▶ [Opdrachten]
(1) Bij welke uitgeverij is Dieter Van Tilburgh volgens het fragment over het vertalen van strips in dienst getreden?
(2) Zet het fragment over het vertalen van strips voort vanaf het punt waar het eindigt.

▶ [Fragment]
——

Dieter Van Tilburgh is vertaler van strips en graphic novels. Lezers die het colofon niet overslaan – en dat zijn er veel, hebben we vernomen – kennen zijn naam voornamelijk uit de albums van Scratch, Silvester en Daedalus. Bij die laatste uitgeverij is de vertaler uit Mortsel intussen in dienst getreden. De aanleiding voor dit interview ontstond spontaan. Van Tilburgh reageerde op een Kort van Stof recensie, waarin de vertaling aan de kaak werd gesteld. Het is geen geheim dat we bij 9e Kunst een scherp oog hebben voor vertalingen. Het was Van Tilburgh er in zijn eerste reactie zeker niet om te doen de kritiek te pareren, maar hij wilde hier en daar een nuance aanbrengen. Zo ontstond een geanimeerd gesprek over vertalen, de werkwijze, de valkuilen en keuzes. Kortom, het metier van binnenuit bezien.
Hoe verloopt het contact met de uitgever, vanaf het moment dat je een vertaalklus krijgt aangeboden?
Intussen ken ik mijn opdrachtgevers goed. Als ze met een nieuwe reeks of titel komen, vragen ze me eerst of ik geïnteresseerd ben. Als het een deel is uit een lopende reeks, hoeft dat niet, dan spreekt het voor zich. Het is niet gebruikelijk dat een uitgever van vertaler wisselt binnen een reeks of serie. Nadien hangt het van de opdrachtgever af hoeveel contact er nog is. Sommige uitgeverijen laten mij ook de geletterde strip nalezen, bijvoorbeeld om te zien of de striptekst volledig tot zijn recht komt en of de intonaties of woordkeuzes passend zijn. Andere uitgevers geven feedback op mijn vertaling en vragen daarna een finale versie door te sturen. Het verschilt.

——

Records met coördinaatannotaties:
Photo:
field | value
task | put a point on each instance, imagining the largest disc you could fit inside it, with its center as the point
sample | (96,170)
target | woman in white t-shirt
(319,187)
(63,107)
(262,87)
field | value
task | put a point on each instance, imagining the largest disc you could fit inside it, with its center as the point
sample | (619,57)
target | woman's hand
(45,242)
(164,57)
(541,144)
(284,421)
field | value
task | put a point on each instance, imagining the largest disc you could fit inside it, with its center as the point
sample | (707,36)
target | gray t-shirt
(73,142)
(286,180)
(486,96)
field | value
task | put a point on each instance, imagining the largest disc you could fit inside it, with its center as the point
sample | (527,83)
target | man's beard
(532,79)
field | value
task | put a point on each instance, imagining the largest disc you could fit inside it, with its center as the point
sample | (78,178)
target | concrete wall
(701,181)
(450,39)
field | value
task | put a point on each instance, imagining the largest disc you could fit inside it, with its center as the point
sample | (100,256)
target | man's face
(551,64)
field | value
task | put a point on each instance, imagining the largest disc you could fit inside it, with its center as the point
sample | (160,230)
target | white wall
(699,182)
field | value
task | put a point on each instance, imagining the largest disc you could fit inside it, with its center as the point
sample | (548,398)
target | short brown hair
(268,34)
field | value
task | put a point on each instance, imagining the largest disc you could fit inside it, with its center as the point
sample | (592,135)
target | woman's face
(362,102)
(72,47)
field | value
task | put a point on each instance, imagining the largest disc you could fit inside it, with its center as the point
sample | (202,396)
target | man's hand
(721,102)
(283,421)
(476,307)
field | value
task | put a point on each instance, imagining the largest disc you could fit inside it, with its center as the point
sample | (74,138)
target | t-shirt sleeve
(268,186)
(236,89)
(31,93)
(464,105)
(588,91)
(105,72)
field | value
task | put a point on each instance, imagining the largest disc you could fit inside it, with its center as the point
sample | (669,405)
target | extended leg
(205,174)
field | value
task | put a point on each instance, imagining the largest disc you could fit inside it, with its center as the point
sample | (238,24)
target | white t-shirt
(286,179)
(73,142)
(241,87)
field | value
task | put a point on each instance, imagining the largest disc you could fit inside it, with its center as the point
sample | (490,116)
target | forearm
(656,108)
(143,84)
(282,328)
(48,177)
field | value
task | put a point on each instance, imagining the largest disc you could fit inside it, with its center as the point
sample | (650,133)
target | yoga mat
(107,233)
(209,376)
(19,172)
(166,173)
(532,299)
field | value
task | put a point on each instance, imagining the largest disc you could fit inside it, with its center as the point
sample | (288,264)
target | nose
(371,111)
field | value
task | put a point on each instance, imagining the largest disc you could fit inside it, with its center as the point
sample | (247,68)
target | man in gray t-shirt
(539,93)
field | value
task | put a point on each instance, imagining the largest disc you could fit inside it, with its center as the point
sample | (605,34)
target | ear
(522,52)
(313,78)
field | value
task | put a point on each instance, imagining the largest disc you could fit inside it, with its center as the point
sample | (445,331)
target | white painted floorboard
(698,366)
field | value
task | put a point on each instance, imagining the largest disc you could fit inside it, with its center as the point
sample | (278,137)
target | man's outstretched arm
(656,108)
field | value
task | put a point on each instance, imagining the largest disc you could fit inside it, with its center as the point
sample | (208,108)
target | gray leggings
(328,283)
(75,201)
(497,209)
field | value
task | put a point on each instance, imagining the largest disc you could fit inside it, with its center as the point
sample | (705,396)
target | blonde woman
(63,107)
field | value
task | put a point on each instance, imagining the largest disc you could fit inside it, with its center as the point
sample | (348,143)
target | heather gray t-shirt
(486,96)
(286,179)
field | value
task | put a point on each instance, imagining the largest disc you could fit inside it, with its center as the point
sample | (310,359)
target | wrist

——

▶ [Verwachte antwoorden]
(1) Bij Daedalus.

(2)
Wat werkt voor jou het prettigst?
Ik vind het prettig als iemand mijn vertaling naleest. Het is moeilijk je eigen fouten te ontdekken als je je eigen Word-document naderhand doorneemt. Met een tweede paar ogen of met een andere blik naar iets kijken, is toch handig. Dat is anders als ik mijn eigen vertaling nalees nadat ze is geletterd, omdat de geletterde pagina’s heel anders overkomen dan een tekstbestand.
Sommige uitgevers vragen expliciet om geen paginanummers te vermelden of om bijvoorbeeld een bepaald lettertype te gebruiken en duidelijk aan te geven wat er vet moet worden gezet. Andere uitgevers laten me daar vrij in. Zelf vind ik het handig om paginanummers te vermelden in mijn vertaling, omdat je dan veel sneller een referentie hebt van waar zich een mogelijk probleem bevindt.
Het fijnst vind ik een direct overleg met uitgevers, omdat je daarin voelt hoe begaan een uitgever is met je vertaling. Als hij je helemaal geen feedback geeft, dan krijg je op een of andere manier toch het gevoel dat het allemaal niet zó veel uitmaakt. Het kan ook wijzen op blind vertrouwen, maar geen enkele vertaling is perfect of volmaakt. Dat vind ik om die reden minder voor de hand liggend.
Heb jij een voorkeur voor bepaald werk? En kennen je opdrachtgevers die ook?
Vaak wel, en anders vertel ik het ze. Aan Silvester Strips heb ik bijvoorbeeld gezegd dat ik graag humor vertaalde. Tijdens het vertalen van reeksen als Sterrenwaas en Goblins heb je gewoon heel veel plezier. Tegelijk zitten er ook genoeg uitdagingen in: de woordspelletjes in het Frans kunnen je gemakkelijk tot razernij brengen. Maar die maken het werk uitdagend. Het is ook niet eenvoudig om de humor niet te flauw te maken, of net wel flauw. In Sterrenwaas heb ik behoorlijk wat tijd gestoken in het bedenken van namen van personages. Ik weet nog dat ik bij een van de eerste vertalingen daar de feedback op kreeg dat het grappiger kon. Overigens zonder aanwijzing hoé het dan grappiger kon. Maar ik ben er dan uiteindelijk blijkbaar toch in geslaagd.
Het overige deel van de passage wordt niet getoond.